» **Exercise brief**:
Find how many lines below hold "markings", and give that number as the entire answer.
● ● ●
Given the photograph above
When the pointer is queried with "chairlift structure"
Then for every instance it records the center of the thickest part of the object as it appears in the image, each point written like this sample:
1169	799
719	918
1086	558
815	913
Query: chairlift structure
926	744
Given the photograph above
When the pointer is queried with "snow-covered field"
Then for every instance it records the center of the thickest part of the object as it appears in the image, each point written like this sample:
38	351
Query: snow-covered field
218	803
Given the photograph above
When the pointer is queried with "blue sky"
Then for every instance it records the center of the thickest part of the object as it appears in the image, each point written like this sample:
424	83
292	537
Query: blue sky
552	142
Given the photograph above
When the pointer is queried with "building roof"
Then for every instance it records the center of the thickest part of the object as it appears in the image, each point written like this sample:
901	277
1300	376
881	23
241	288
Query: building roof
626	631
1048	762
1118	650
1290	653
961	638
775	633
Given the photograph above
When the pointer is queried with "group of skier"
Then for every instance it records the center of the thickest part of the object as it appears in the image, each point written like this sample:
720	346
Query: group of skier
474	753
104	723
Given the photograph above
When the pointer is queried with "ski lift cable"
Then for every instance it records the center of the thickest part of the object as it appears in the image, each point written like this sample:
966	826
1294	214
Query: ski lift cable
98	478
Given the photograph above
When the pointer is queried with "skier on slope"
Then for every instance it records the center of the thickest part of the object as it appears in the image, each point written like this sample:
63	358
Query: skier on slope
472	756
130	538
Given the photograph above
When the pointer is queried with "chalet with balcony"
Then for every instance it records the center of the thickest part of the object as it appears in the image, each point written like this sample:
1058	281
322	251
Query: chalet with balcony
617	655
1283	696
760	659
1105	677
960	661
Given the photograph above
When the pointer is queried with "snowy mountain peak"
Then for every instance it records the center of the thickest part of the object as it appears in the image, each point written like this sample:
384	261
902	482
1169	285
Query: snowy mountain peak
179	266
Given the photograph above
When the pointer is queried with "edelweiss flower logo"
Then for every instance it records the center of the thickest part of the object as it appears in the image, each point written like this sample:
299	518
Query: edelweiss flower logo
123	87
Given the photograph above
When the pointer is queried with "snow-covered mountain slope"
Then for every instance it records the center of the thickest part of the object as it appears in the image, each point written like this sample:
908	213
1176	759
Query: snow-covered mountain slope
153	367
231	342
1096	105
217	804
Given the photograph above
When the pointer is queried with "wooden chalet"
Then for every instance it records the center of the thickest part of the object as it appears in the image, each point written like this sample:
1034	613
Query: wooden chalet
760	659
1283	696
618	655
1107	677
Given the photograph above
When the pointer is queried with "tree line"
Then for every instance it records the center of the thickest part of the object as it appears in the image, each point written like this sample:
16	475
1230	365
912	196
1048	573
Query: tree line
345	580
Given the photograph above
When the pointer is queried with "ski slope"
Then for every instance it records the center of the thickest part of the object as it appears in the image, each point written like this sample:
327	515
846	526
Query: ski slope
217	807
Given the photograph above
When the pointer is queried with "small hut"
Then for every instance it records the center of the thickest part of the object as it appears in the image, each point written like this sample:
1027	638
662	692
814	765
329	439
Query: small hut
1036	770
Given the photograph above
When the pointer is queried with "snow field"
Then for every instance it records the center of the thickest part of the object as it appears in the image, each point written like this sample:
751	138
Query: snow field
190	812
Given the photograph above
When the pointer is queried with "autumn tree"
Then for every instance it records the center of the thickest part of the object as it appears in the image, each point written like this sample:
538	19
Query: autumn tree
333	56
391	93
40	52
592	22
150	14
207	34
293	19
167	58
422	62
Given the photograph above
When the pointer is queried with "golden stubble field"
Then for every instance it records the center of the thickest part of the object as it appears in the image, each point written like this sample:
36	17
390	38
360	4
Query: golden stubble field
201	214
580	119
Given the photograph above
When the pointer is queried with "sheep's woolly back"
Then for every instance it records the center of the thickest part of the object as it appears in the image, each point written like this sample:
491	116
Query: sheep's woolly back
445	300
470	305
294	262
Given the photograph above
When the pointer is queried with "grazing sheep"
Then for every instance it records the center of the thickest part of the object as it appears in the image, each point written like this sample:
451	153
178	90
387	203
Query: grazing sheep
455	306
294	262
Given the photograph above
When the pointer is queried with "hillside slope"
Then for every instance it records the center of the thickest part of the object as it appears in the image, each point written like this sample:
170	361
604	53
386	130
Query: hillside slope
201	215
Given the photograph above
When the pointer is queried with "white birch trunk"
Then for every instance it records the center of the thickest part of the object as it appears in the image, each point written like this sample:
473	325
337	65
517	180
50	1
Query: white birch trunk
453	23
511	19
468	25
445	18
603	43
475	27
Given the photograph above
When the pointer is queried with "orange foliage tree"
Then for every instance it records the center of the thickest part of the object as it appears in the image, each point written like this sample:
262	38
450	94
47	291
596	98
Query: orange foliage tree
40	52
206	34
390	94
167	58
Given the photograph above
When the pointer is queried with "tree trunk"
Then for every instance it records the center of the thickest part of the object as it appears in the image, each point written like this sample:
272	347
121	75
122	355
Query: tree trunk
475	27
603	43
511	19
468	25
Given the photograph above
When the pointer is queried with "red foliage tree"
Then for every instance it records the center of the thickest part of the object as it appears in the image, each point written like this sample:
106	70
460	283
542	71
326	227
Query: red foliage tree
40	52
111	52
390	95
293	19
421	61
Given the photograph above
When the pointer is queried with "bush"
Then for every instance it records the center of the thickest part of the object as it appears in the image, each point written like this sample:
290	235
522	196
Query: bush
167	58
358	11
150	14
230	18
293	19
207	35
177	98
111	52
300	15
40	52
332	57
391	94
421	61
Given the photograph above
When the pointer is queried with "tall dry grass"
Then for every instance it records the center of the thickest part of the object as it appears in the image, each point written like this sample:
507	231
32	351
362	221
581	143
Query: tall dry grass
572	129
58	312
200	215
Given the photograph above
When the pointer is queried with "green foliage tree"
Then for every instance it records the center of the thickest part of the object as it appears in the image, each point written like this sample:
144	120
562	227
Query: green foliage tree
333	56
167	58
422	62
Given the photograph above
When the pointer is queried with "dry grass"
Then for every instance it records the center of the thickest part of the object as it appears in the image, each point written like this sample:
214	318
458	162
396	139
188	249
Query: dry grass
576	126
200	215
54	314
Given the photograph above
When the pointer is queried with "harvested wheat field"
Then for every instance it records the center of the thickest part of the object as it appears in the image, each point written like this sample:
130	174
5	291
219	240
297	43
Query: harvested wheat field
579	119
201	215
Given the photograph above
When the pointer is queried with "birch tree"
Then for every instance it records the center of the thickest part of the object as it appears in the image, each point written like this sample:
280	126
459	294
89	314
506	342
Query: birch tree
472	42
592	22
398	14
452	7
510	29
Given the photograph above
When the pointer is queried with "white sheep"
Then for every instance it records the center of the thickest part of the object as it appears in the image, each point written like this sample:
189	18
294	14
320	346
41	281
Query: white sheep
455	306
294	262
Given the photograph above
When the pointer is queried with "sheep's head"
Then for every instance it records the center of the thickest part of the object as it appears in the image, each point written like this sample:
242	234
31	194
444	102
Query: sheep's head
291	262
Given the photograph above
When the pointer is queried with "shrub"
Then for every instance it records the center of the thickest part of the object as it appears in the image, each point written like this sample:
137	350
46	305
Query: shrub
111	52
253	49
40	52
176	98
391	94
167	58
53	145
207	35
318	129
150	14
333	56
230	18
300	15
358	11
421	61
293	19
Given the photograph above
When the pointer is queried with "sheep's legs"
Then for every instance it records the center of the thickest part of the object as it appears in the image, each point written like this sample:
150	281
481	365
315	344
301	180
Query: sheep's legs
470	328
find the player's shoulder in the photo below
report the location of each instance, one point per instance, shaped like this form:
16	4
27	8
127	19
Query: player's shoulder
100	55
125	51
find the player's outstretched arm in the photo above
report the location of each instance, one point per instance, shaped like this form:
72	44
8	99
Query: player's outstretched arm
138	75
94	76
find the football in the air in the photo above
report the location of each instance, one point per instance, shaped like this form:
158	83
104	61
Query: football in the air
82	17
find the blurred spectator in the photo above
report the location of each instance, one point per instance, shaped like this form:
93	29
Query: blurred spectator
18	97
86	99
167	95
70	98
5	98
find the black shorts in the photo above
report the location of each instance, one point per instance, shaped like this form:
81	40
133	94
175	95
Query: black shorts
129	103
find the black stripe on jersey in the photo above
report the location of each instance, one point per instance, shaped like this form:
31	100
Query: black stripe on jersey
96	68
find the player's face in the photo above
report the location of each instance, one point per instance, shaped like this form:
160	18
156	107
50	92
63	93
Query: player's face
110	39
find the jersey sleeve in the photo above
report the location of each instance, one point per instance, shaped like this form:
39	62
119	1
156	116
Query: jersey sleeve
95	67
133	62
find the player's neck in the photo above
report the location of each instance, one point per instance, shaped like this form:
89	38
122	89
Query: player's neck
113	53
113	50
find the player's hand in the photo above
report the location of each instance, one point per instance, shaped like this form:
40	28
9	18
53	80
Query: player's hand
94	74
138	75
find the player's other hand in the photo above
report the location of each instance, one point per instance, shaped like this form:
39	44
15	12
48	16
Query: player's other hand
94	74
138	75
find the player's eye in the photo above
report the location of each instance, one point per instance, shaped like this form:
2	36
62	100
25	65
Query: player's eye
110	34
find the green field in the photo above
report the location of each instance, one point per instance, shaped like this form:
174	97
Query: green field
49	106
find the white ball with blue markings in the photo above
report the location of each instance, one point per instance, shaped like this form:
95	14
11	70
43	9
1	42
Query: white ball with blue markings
● ● ●
» **Answer to this exercise**:
2